** start of MATERIAL PROVIDED **

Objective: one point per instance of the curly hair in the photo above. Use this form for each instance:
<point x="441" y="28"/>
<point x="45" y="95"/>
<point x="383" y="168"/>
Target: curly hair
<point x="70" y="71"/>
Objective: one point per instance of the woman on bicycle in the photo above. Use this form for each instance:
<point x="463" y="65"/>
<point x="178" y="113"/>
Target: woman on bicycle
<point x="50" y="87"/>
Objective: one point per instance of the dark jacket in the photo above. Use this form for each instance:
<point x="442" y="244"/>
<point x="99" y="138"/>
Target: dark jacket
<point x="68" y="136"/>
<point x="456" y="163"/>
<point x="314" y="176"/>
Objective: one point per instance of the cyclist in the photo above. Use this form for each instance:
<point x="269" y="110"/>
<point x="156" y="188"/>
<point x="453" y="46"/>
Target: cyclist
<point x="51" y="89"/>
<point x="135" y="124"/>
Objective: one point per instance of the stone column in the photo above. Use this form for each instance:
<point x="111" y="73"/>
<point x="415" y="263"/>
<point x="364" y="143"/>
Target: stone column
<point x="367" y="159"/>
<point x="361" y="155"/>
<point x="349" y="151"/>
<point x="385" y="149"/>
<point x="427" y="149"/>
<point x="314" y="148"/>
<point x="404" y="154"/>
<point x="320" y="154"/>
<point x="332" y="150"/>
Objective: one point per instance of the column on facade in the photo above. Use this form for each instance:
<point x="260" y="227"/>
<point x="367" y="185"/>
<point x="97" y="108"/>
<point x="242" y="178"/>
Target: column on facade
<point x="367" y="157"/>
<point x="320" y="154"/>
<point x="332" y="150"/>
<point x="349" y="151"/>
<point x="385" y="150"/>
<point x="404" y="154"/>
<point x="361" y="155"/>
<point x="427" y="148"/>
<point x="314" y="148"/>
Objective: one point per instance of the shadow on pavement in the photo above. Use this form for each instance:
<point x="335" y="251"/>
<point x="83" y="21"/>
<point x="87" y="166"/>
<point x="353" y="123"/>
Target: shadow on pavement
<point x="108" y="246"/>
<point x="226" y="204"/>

** end of MATERIAL PROVIDED **

WHAT IS NEEDED:
Reproduce the records verbatim, starting at the line that contains "Objective: one point per instance of the column" and continuing through the end of the records.

SOLUTION TO THIS PROBLEM:
Objective: one point per instance of the column on facade in the photo above. Use this form for each instance:
<point x="260" y="227"/>
<point x="367" y="185"/>
<point x="97" y="108"/>
<point x="242" y="178"/>
Target: column on facade
<point x="367" y="157"/>
<point x="320" y="154"/>
<point x="332" y="150"/>
<point x="349" y="151"/>
<point x="385" y="150"/>
<point x="404" y="154"/>
<point x="361" y="155"/>
<point x="427" y="148"/>
<point x="314" y="148"/>
Objective: one point per instance of the shadow on pavement in the photo above. Use this form for each instance:
<point x="335" y="251"/>
<point x="83" y="21"/>
<point x="87" y="166"/>
<point x="353" y="123"/>
Target: shadow on pavement
<point x="108" y="246"/>
<point x="226" y="204"/>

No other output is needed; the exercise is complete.